■ **PROBLEM**
Count the lines of the material below that contain the word "building", and reply with only that number.

# # # # # # #

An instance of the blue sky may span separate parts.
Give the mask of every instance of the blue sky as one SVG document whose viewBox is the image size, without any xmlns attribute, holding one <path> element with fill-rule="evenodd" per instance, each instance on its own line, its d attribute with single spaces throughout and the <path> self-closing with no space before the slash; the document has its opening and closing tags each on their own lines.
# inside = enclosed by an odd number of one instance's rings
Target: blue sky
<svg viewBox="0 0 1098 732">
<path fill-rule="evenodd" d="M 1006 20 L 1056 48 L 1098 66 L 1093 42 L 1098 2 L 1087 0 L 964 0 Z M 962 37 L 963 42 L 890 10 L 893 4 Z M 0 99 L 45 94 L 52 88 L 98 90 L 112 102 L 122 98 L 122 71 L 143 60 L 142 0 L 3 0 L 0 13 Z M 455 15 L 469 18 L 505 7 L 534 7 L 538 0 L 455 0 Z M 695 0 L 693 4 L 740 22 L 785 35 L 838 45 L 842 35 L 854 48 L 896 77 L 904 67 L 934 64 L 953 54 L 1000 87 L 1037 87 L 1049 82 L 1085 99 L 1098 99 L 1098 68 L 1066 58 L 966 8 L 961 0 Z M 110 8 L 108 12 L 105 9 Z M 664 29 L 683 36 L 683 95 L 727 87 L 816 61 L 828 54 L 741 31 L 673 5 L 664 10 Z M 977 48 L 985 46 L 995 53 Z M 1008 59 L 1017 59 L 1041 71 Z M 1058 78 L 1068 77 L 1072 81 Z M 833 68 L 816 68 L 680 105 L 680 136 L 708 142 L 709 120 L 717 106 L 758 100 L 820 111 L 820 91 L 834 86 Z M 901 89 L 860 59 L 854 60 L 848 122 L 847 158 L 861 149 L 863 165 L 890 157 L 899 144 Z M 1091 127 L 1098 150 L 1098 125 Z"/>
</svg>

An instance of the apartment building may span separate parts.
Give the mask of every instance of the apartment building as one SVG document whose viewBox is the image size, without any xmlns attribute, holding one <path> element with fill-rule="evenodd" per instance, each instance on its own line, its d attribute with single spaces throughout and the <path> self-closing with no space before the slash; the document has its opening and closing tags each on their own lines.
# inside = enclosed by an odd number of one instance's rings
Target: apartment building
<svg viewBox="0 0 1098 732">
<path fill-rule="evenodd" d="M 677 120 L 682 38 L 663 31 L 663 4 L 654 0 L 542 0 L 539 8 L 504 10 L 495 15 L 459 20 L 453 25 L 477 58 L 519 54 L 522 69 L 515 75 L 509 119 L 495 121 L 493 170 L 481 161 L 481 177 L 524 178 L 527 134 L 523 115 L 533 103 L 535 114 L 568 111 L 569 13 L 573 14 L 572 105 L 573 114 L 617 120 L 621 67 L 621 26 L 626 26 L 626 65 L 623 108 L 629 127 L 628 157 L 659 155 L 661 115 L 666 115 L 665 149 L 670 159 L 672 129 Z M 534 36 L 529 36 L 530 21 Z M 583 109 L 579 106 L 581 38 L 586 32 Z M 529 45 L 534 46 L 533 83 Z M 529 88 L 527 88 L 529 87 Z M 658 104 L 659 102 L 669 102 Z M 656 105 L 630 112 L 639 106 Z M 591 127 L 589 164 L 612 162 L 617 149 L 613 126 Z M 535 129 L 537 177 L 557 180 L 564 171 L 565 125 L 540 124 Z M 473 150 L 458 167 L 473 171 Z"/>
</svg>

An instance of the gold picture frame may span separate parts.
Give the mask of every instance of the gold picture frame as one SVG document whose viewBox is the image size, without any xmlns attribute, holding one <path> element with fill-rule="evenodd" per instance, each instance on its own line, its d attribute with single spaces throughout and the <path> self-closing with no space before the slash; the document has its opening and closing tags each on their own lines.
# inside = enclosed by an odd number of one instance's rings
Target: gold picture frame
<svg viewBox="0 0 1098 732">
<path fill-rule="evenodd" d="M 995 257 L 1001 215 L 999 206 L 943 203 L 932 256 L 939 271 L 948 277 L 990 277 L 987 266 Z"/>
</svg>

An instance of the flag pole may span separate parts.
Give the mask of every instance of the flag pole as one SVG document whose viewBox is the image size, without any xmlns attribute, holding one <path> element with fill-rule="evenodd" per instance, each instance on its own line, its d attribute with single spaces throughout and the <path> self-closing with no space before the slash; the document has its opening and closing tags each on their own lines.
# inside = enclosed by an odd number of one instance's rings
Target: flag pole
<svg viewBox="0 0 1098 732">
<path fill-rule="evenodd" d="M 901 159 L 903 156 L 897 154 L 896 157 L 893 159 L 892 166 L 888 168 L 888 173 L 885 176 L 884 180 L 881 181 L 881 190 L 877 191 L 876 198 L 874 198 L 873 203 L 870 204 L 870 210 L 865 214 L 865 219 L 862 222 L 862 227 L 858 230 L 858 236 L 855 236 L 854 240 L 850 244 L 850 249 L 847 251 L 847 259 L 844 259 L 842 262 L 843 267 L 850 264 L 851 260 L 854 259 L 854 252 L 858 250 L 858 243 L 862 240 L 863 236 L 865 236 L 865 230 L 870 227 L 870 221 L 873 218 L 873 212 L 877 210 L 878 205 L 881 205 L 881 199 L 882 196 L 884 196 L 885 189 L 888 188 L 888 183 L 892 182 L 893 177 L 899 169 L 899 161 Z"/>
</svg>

# # # # # # #

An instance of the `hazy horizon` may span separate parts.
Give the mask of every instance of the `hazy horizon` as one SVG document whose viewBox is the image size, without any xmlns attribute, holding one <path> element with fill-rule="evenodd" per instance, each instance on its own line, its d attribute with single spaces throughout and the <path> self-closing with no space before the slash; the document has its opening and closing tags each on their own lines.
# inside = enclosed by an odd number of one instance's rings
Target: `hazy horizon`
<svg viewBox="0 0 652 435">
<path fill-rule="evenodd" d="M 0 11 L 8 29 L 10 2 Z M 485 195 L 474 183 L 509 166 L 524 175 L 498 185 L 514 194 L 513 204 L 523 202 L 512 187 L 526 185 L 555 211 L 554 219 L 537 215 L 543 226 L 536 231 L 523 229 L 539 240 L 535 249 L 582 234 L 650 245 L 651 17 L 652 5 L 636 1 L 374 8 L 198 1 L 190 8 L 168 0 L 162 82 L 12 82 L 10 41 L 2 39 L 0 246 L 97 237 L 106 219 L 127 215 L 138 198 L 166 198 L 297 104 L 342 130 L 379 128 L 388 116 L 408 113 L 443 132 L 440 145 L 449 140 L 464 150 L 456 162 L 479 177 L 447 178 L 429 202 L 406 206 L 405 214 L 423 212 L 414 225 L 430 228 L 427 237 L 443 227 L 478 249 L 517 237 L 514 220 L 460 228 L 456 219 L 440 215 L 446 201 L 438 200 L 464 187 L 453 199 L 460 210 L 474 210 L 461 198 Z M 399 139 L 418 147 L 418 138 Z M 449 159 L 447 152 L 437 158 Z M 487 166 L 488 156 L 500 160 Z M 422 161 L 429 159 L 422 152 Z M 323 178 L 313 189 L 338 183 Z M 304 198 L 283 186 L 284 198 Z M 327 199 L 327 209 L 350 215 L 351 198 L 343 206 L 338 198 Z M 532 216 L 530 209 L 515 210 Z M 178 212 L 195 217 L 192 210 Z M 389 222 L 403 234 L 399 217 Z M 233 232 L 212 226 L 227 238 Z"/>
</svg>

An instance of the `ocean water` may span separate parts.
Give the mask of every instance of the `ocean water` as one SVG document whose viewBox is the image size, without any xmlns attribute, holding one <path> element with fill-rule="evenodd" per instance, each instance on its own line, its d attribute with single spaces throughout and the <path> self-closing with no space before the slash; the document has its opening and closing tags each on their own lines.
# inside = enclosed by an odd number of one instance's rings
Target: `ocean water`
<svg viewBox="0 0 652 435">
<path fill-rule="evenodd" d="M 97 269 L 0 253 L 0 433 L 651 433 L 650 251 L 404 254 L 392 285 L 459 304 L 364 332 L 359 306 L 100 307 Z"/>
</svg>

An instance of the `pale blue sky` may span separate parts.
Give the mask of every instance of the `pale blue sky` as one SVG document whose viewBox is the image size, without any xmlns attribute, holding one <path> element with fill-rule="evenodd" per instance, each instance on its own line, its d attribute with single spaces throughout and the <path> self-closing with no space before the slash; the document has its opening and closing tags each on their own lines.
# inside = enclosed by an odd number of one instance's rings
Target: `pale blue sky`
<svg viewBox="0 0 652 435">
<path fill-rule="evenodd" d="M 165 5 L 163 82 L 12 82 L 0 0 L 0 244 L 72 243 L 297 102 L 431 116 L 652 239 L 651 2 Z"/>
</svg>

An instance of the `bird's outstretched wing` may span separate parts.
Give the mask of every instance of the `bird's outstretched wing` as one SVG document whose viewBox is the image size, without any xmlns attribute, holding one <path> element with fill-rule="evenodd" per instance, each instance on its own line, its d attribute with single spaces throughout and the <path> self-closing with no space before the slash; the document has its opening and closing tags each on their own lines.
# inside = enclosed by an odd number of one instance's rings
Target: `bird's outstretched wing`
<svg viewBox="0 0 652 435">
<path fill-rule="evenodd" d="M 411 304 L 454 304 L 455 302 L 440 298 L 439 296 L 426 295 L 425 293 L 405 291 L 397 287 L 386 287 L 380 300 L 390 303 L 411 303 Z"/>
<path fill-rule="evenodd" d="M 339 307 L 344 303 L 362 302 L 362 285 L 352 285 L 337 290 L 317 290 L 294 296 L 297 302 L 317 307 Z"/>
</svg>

# # # # # # #

■ **TASK SOLUTION**
3